## What to do
Exactly the lines from the top of the records below through the one containing "of the bare" must be set down, with no line added or dropped.

START Dataset records

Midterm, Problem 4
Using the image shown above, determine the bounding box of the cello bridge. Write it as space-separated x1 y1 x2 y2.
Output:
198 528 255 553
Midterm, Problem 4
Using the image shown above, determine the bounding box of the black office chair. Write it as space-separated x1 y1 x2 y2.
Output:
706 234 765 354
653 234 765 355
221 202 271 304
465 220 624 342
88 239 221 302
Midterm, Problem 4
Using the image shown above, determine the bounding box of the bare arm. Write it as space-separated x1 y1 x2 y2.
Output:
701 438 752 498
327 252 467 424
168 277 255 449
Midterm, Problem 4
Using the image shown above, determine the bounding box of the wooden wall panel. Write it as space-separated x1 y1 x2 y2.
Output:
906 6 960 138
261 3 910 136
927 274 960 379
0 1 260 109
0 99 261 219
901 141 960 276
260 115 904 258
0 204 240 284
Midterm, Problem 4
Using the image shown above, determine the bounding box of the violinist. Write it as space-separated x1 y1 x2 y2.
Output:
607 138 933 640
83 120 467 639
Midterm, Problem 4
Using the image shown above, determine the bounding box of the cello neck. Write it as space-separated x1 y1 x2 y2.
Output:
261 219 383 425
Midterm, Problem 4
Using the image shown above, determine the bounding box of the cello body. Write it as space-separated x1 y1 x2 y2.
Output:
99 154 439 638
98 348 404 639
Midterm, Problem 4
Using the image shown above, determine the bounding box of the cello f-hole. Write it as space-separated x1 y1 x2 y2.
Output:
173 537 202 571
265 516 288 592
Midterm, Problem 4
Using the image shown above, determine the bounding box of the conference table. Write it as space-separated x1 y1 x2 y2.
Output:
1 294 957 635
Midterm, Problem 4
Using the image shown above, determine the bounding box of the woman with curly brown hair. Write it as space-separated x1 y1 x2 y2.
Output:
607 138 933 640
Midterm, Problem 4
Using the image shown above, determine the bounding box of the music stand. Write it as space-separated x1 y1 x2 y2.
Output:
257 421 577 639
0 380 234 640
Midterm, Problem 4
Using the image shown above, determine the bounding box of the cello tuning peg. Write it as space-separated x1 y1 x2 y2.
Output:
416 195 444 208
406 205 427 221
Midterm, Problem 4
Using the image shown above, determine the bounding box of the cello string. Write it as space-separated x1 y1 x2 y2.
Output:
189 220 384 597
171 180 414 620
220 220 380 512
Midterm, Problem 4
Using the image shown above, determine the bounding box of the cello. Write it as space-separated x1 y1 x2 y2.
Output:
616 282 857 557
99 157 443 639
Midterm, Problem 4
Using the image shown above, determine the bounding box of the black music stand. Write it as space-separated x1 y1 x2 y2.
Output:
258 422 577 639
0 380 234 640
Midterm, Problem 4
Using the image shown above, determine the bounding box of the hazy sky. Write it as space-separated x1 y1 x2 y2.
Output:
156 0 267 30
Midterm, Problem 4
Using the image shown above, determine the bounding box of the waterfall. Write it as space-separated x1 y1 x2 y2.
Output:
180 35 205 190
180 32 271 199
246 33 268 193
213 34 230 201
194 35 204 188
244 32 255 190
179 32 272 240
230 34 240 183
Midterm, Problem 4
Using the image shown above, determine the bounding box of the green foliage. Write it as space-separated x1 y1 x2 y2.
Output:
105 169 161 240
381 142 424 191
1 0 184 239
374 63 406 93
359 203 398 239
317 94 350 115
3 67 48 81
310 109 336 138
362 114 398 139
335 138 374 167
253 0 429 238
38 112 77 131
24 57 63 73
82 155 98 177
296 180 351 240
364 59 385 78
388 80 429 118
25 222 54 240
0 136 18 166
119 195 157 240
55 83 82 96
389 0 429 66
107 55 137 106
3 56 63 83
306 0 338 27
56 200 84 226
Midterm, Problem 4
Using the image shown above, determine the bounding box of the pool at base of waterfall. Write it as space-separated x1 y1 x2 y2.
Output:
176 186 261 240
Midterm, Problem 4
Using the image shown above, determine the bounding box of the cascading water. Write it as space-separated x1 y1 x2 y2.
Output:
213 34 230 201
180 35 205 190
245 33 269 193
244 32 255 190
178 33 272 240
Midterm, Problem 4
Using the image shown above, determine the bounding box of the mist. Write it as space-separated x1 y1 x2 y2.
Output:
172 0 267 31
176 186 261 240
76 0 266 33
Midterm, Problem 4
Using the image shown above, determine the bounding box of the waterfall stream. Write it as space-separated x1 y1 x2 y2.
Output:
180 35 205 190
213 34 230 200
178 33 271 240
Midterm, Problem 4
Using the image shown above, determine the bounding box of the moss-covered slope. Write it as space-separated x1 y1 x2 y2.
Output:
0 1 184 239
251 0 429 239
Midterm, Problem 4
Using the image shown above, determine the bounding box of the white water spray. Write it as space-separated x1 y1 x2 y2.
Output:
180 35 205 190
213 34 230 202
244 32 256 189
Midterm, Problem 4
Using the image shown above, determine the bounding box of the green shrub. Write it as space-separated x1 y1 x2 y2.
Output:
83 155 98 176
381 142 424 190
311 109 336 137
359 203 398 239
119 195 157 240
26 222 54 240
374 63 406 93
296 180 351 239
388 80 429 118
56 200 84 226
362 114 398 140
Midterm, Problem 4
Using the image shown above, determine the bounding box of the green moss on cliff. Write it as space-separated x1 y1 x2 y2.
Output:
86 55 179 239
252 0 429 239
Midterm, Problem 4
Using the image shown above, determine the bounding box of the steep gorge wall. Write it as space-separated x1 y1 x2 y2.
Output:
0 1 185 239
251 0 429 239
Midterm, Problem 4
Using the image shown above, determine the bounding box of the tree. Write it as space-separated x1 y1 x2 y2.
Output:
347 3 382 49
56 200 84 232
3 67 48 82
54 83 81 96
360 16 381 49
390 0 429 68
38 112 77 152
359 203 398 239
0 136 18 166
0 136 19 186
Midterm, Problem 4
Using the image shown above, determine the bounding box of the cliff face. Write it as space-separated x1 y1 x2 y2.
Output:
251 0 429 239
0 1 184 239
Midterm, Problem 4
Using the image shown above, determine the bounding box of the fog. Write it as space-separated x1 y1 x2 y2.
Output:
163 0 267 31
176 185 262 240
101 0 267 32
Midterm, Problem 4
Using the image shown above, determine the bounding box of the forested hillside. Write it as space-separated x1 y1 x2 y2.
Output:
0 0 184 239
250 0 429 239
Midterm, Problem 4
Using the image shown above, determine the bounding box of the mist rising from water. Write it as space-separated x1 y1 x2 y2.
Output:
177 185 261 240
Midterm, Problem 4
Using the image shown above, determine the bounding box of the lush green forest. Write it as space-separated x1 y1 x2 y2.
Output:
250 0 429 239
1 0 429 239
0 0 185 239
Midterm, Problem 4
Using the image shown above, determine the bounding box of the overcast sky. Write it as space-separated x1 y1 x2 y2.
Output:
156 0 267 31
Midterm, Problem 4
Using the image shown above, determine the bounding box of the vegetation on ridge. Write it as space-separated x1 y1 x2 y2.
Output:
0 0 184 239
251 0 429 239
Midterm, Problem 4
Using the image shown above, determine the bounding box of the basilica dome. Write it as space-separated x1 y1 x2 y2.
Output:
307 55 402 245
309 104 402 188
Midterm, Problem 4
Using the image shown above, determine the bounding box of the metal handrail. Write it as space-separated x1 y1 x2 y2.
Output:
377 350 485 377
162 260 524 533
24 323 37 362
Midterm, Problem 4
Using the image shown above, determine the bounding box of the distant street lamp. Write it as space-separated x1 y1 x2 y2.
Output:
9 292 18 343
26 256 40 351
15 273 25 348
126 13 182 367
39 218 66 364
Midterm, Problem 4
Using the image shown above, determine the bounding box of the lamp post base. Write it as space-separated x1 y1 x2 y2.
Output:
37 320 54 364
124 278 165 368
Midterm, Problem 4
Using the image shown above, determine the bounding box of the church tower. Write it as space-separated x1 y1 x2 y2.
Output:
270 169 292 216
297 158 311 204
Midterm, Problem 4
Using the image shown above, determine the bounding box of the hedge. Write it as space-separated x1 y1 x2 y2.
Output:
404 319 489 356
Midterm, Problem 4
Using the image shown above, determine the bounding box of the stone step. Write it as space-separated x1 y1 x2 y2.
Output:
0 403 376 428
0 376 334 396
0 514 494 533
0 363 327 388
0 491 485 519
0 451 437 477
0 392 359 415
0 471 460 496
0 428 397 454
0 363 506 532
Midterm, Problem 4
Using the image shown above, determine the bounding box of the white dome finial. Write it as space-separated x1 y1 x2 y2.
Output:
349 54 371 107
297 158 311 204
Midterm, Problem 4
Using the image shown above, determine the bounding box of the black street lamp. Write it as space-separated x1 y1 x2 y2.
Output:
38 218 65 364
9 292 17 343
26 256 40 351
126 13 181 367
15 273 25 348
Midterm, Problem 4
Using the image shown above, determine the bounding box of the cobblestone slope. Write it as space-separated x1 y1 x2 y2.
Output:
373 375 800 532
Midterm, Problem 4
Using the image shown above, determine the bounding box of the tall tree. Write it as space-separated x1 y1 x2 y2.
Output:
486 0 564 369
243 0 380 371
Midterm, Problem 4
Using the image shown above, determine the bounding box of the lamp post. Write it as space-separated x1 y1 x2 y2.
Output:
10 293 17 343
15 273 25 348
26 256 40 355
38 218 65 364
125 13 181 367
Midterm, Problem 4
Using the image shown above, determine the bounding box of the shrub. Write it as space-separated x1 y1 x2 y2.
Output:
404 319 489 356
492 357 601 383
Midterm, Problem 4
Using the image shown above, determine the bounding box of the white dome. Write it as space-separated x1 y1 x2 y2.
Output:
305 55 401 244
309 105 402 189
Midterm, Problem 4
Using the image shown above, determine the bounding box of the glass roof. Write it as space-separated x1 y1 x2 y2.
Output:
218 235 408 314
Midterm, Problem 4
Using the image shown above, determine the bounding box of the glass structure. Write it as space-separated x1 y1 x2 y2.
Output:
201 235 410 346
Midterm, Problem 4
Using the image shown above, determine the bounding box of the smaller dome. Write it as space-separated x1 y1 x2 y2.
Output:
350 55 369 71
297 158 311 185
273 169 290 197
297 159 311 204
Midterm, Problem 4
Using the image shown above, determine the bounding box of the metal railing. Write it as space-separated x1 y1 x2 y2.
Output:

END Dataset records

## Expected answer
Midterm, Problem 4
Using the image shown above, determine the bounding box of the cello bridge. Write it as space-separated x1 y1 x2 y2.
Output:
198 528 255 553
Midterm, Problem 4
Using the image shown above, determine the bounding box of the black office chair. Write it as space-separated x1 y1 x2 y2.
Output:
706 234 765 354
653 234 765 355
221 202 271 304
465 220 624 342
88 239 221 302
Midterm, Problem 4
Using the image shown above, determine the bounding box of the bare arm. Write it as space-separated x1 y1 x2 y2.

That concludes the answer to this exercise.